- [Présentation de l'exercice]
Dans la critique du film Hibou, quelle tâche Rocky accomplit-il dans son entreprise de pharmacie ?

- [Texte à lire]

------

Comme
j’apprécie ce que font Eric et Ramzy, ensemble ou en solo, je vais
voir les films qu'ils font. Six mois après La Tour 2 contrôle infernale
par Eric Judor, que j'avais qualifié de film au futur antérieur,
voici Hibou
de Ramzy Bedia, un film, pour sa part, au conditionnel. Sur le mode
de ces jeux pour enfants « alors, on dirait que je suis un
hibou et toi on dirait que tu es un panda ». Mais avant que le
costume de hibou n'enveloppe Ramzy Bedia et que celui de panda ne
couvre Elodie Bouchez, on fait connaissance avec les personnages sans
déguisement.
Ramzy
est Rocky. Même lettre de début et de fin, idéal pour un prénom
qui roule. Rocky a un boulot dans une entreprise de pharmacie. Il
contrôle les notices des médicaments. Son bureau est un foutoir
improbable où les modes d'emploi tous froissés s'amoncellent sur
son espace de travail. Il est intéressant de voir que son ordinateur
est un iMac, ces vieux Apple en forme d'escargot qui faisaient fureur
au début du millénaire. Il est bordélique, il oublie toujours son
pass pour le portique, sous le regard méprisant de Christel,
l'hôtesse « d'accueil ».

------

- [Données fournies]
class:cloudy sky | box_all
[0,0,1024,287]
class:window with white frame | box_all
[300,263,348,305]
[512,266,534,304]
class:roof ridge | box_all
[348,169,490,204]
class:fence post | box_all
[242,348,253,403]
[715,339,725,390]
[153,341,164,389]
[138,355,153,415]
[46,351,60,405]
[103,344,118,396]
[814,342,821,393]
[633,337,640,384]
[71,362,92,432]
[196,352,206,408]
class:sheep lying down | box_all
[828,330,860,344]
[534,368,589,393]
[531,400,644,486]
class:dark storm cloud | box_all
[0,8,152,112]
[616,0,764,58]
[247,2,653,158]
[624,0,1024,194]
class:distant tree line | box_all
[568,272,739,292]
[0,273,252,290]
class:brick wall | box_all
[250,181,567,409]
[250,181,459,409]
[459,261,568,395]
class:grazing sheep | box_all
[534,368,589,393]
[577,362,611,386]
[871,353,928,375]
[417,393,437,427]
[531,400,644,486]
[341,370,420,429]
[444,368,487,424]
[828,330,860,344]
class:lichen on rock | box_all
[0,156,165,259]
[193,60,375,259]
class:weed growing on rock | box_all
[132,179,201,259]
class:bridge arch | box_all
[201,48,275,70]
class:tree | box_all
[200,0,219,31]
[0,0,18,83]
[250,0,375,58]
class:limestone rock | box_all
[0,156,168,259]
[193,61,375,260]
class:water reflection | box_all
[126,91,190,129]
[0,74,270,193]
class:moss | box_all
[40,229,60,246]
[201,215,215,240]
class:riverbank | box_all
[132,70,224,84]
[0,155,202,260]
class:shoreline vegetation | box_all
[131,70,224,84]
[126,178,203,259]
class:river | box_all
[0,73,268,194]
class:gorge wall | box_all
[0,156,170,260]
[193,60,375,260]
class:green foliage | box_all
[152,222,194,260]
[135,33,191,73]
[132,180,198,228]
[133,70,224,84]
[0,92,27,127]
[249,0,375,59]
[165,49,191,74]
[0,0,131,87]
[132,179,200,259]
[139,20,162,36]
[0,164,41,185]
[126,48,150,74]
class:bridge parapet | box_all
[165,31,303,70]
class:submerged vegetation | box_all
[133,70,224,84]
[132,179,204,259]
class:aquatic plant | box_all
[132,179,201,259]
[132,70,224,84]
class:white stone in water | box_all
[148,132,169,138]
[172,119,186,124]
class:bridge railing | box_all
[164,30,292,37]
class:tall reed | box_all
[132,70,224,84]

------

- [Solution détaillée]
Il contrôle les notices des médicaments.